▶ Job A
In the records, from the line with "Please detect the yellow field" up to and including the line with "left=387, top=160, right=478, bottom=168", change "yellow" to "golden" and reproduce those lines otherwise unaltered.

My 3 great grandsons.  From a couple of years ago.

My grand puppy, Gracie.

Our dog Otto





Me at work today



















                                                                        













         


Thursday, July 2, 2026

7/2026 - Thursday the 2nd- MY JOURNEY

 

 

   




Today's Name Day:  Rosita , Rosa
I have known several Rosas.  Willie had an aunt Rosa Lee.  Mom had two friends that had Rosa as part of their names.  


    Today was ok while sleeping.  But when I woke up early that was over.  I woke up with severe knee pain.  I could barely walk to the bathroom.  And just laying in bed & not moving was painful.  Why could it not wait until afternoon???  If I could barely walk to the bathroom there was no way I could walk to the restaurant for lunch..  I wrote to my eating group & explained why I could not be there.  And to my surprise they made a nasty comment about me.  I was going to make a comment back but decided to ignore.  I might just drop out of the group.  They can find someone healthy to take my place.  Makes me wonder if the people I work with think & say the same things about me.  I am not feeling good.  Not about my pain.  Not about me.  Not about lunch I ruined.  Very difficult to feel truly alone & then have insults thrown at me.
    I had groceries to pick up & that went good.  I park right by the porch so I don't have to carry anything very far.  Just set all on the porch.  I was worried with a holiday that maybe I would have trouble getting food for Cinder & I.  I have money I am taking out of savings but won't have it until next wednesday.

▶ Job B
Answer these questions from the journal entry:
(i) What is the name of the writer's dog?
(ii) Which names are given for the day's Name Day?
(iii) When will the writer have the money being taken out of savings?

▶ Given information
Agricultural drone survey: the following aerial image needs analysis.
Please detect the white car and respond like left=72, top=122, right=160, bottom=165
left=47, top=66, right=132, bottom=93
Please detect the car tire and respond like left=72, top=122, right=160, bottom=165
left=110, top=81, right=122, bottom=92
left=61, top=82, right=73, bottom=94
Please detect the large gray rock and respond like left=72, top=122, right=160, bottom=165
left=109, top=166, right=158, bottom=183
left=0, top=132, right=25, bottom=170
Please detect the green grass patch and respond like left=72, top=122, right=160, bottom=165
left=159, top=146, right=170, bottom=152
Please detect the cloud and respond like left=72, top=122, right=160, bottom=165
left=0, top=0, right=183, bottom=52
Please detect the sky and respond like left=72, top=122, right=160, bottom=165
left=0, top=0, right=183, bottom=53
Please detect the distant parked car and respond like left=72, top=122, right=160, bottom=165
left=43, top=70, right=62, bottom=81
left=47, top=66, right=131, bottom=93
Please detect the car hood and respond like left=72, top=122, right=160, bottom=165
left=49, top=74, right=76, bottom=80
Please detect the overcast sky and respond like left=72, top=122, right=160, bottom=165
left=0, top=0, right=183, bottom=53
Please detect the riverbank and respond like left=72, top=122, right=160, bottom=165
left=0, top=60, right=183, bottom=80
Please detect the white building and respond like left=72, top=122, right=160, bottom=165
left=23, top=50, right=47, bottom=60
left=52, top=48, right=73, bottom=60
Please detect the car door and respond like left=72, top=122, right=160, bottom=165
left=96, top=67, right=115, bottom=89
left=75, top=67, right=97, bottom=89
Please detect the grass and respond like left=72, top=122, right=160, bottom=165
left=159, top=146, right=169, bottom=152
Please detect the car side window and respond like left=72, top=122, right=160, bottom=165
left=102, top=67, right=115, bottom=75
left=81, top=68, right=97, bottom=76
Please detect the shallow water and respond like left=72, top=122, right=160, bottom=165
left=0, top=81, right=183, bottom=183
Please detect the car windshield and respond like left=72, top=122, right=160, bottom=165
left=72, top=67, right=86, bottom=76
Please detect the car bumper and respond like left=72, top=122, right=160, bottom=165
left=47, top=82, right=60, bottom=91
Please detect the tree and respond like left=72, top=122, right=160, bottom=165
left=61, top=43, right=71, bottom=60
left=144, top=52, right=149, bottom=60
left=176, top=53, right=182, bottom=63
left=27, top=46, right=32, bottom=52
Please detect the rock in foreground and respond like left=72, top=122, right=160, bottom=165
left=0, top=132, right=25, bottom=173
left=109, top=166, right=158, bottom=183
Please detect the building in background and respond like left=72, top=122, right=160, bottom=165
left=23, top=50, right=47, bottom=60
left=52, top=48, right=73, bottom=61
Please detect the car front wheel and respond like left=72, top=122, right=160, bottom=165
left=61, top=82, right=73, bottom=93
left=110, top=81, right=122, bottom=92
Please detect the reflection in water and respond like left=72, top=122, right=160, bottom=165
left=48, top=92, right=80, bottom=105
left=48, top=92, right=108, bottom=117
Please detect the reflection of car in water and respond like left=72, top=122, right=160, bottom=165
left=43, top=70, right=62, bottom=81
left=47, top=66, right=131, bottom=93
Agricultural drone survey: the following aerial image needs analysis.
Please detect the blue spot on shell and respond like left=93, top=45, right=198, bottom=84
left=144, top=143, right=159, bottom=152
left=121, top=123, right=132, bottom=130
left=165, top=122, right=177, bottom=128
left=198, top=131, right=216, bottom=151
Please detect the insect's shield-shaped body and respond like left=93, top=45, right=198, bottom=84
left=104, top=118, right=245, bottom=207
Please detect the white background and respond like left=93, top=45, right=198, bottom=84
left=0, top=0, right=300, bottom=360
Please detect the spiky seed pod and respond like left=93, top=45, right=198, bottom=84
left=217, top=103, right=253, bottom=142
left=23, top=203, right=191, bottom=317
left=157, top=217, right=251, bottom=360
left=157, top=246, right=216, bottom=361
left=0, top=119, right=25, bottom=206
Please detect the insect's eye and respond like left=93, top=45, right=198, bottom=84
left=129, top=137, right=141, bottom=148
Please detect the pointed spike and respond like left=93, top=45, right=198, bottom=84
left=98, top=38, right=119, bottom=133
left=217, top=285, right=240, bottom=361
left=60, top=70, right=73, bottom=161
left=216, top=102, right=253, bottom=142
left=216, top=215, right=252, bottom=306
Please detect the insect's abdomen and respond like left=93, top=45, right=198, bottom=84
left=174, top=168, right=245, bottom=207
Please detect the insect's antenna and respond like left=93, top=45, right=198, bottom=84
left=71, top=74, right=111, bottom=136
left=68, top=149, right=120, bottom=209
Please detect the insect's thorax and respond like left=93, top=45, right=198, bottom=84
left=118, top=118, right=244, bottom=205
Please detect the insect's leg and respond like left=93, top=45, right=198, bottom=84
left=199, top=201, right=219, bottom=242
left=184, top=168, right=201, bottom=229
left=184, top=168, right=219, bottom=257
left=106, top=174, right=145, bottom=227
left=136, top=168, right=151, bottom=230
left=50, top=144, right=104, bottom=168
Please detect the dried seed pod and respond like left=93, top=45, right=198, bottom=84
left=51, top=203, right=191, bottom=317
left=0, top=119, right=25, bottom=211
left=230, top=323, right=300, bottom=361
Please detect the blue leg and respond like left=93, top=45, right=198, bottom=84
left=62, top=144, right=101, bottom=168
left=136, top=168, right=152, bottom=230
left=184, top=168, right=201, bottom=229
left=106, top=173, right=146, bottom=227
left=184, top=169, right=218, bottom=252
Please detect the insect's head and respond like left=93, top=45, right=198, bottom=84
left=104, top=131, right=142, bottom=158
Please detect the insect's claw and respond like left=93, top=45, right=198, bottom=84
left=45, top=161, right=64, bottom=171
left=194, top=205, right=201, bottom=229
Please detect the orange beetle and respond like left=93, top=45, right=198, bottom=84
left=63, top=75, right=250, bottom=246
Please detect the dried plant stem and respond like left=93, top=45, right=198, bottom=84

==

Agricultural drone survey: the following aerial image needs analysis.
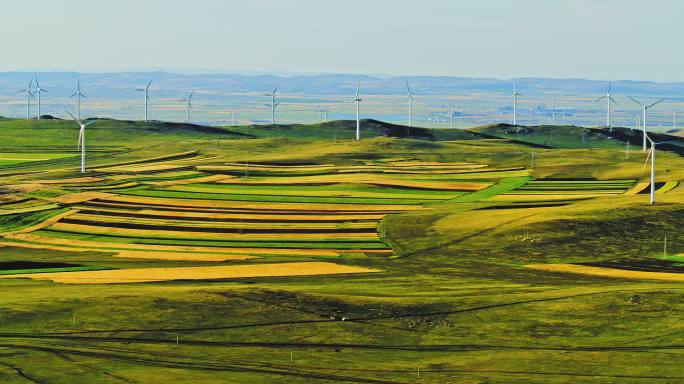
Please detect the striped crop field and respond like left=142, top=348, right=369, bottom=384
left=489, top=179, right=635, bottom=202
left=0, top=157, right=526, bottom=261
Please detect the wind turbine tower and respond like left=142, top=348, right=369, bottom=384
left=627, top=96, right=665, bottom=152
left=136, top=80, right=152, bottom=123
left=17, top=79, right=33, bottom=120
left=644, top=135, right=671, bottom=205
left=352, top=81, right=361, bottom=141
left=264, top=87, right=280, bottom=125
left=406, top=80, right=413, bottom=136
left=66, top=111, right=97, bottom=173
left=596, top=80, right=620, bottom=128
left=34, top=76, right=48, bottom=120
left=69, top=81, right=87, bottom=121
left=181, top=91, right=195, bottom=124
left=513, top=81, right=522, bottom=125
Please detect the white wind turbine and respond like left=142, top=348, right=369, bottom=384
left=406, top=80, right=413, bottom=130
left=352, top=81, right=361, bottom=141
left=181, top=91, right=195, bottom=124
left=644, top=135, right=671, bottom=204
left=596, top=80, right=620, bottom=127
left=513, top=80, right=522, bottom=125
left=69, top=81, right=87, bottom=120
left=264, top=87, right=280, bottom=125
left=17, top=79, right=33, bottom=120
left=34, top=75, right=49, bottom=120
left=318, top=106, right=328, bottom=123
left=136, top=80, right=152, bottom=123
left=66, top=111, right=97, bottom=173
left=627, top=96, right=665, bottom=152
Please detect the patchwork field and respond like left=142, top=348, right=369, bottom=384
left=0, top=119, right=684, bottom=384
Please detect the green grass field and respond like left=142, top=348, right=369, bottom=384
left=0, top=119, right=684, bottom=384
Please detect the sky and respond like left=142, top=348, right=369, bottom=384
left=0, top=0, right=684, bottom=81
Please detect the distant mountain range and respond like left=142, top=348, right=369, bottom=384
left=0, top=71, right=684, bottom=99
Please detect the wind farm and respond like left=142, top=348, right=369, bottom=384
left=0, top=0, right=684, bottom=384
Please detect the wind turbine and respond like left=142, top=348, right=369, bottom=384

--

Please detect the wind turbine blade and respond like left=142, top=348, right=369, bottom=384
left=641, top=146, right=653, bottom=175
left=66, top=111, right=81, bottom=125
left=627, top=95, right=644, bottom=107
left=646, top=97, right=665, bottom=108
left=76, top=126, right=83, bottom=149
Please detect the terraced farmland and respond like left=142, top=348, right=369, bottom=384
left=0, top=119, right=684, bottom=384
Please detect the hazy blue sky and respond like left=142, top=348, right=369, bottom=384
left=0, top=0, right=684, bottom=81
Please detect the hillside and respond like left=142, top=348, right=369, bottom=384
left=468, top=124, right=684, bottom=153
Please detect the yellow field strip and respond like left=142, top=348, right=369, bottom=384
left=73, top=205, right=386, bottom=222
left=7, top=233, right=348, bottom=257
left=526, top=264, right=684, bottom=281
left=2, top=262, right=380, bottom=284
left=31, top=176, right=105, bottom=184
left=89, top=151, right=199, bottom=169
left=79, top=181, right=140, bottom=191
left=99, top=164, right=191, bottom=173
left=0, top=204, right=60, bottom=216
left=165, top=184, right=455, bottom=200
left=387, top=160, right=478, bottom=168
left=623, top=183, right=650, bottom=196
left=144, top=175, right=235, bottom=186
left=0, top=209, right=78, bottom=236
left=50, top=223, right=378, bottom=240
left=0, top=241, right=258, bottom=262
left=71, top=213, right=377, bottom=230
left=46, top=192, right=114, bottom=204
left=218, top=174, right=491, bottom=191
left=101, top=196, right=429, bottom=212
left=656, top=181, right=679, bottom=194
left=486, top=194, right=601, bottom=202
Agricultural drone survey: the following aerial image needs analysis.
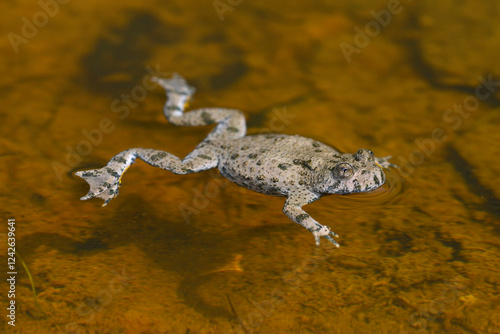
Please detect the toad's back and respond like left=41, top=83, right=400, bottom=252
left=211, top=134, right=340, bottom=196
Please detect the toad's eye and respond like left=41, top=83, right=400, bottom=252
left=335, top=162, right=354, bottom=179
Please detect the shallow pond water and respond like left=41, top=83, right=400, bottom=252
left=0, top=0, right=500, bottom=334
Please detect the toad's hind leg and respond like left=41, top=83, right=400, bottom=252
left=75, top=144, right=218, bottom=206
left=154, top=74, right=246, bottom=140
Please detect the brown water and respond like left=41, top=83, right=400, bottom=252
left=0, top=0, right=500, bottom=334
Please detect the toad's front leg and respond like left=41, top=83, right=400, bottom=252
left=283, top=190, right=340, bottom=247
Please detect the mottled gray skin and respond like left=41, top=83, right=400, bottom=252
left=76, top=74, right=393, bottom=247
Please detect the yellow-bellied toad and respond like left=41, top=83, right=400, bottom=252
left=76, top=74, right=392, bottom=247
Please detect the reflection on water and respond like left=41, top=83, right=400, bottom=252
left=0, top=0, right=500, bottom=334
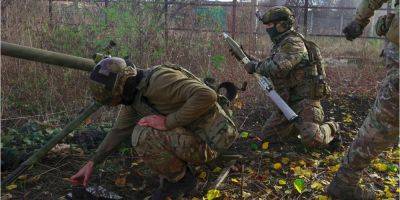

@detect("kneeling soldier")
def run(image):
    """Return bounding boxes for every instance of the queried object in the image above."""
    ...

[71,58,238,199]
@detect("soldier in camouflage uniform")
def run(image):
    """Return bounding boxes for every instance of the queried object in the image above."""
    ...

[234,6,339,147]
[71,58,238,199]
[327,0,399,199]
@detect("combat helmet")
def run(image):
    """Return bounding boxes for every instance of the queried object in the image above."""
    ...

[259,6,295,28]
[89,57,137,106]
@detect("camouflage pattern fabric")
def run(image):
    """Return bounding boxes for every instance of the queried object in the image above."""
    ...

▶ Exercise solution A
Please detect the golden field strip and respond like left=142, top=348, right=369, bottom=384
left=73, top=205, right=386, bottom=222
left=7, top=233, right=348, bottom=257
left=526, top=264, right=684, bottom=281
left=2, top=262, right=380, bottom=284
left=31, top=176, right=105, bottom=184
left=89, top=151, right=199, bottom=169
left=79, top=181, right=140, bottom=191
left=99, top=164, right=191, bottom=173
left=0, top=204, right=60, bottom=216
left=165, top=184, right=455, bottom=200
left=387, top=160, right=478, bottom=168

▶ Exercise solution B
(i) Otto
(ii) Rosita and Rosa
(iii) Next Wednesday